Stated goal >>
Copy out the full movie review of The Man from Laramie word for word, without changing anything.

## start Passage to read

The Man from Laramie (1955): Movie Review

The 1950s is arguably the finest decade for western films, with not only the work of Anthony Mann, but fine work from John Ford (The Searchers, The Horse Soldiers, Rio Grande), Howard Hawks (Rio Bravo), Fred  Zinnemann (High Noon)  and Delmar Daves  (3:10 to Yuma, Broken Arrow, Cowboy) among some lesser known works. The Man from Laramie was the final collaboration between Anthony Mann and James Stewart and the first in Cinemascope, culminating a brilliant artistic partnership with one the finest westerns of all time.

James Stewart gives another mesmeric performance as Will Lockhart, one more in the line of Mann’s obsessed cowboys on a revenge seeking mission. Here Stewart’s character is looking for the man responsible for his brother’s death, a soldier in the Calvary whose unit was wiped out by repeating rifle toting Apaches purchased from white men. Three men become Lockhart’s prime suspects: land baron Alec Waggoman (Donald Crisp), his hot headed insecure son Dave (Alex Nicol) and the head ranch foreman Vic (Arthur Kennedy).

Like past Mann/Stewart characters Will Lockhart is not your typical machismo cowboy. He’s unsure and remains vulnerable at times, similar to lead characters in Winchester ’73 and The Naked Spur. Mann’s other male characters in this film display signs of stunted masculinity. Papa Alec is overly protective of his uncontrollable son Dave (who reminds me of the John Cassavetes role in the 1958 film Saddle the Wind), struggling to meet the stature of his father and acting more like a spoiled child who cannot get his way than an adult. And then there is Vic the foreman, who has been like the son Alec never had. Vic will come to realize that, no matter what Alec has promised him he will get when he dies, Dave is his blood and will get everything. A sense of tragedy hangs over Alec, who was once the most ruthless and powerful man is now forced to face his own vulnerability; He is going blind and with it goes his strength.

## end Passage to read
## start Information supplied

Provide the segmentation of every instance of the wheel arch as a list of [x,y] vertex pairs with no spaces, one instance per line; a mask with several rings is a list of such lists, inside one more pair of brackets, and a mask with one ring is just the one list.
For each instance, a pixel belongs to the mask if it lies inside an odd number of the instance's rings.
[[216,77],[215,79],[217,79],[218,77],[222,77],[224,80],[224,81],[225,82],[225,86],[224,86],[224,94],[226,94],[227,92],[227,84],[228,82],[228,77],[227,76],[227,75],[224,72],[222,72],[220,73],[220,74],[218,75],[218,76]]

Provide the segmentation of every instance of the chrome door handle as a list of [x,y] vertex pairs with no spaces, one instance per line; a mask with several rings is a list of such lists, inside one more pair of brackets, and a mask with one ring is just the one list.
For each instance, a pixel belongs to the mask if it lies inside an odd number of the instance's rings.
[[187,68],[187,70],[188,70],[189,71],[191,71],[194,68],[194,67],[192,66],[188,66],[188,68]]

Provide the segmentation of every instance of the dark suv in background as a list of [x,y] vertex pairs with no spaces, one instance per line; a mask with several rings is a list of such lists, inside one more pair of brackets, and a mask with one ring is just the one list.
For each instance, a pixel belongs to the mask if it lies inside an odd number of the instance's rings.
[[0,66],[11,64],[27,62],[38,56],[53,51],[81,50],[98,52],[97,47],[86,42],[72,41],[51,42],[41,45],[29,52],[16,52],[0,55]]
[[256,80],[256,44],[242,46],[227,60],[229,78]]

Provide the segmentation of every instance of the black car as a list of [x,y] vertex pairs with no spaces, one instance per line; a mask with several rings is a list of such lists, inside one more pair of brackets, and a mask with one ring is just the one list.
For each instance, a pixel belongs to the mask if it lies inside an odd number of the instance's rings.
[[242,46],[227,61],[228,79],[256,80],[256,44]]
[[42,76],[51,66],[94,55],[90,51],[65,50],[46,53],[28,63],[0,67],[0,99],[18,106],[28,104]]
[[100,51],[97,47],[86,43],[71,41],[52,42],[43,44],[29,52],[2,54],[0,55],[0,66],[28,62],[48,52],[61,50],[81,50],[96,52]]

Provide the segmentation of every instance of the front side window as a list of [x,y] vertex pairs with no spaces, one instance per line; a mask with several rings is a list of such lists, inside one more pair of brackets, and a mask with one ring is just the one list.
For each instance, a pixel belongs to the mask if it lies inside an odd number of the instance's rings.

## end Information supplied

Solution >>
The Man from Laramie (1955): Movie Review

The 1950s is arguably the finest decade for western films, with not only the work of Anthony Mann, but fine work from John Ford (The Searchers, The Horse Soldiers, Rio Grande), Howard Hawks (Rio Bravo), Fred  Zinnemann (High Noon)  and Delmar Daves  (3:10 to Yuma, Broken Arrow, Cowboy) among some lesser known works. The Man from Laramie was the final collaboration between Anthony Mann and James Stewart and the first in Cinemascope, culminating a brilliant artistic partnership with one the finest westerns of all time.

James Stewart gives another mesmeric performance as Will Lockhart, one more in the line of Mann’s obsessed cowboys on a revenge seeking mission. Here Stewart’s character is looking for the man responsible for his brother’s death, a soldier in the Calvary whose unit was wiped out by repeating rifle toting Apaches purchased from white men. Three men become Lockhart’s prime suspects: land baron Alec Waggoman (Donald Crisp), his hot headed insecure son Dave (Alex Nicol) and the head ranch foreman Vic (Arthur Kennedy).

Like past Mann/Stewart characters Will Lockhart is not your typical machismo cowboy. He’s unsure and remains vulnerable at times, similar to lead characters in Winchester ’73 and The Naked Spur. Mann’s other male characters in this film display signs of stunted masculinity. Papa Alec is overly protective of his uncontrollable son Dave (who reminds me of the John Cassavetes role in the 1958 film Saddle the Wind), struggling to meet the stature of his father and acting more like a spoiled child who cannot get his way than an adult. And then there is Vic the foreman, who has been like the son Alec never had. Vic will come to realize that, no matter what Alec has promised him he will get when he dies, Dave is his blood and will get everything. A sense of tragedy hangs over Alec, who was once the most ruthless and powerful man is now forced to face his own vulnerability; He is going blind and with it goes his strength.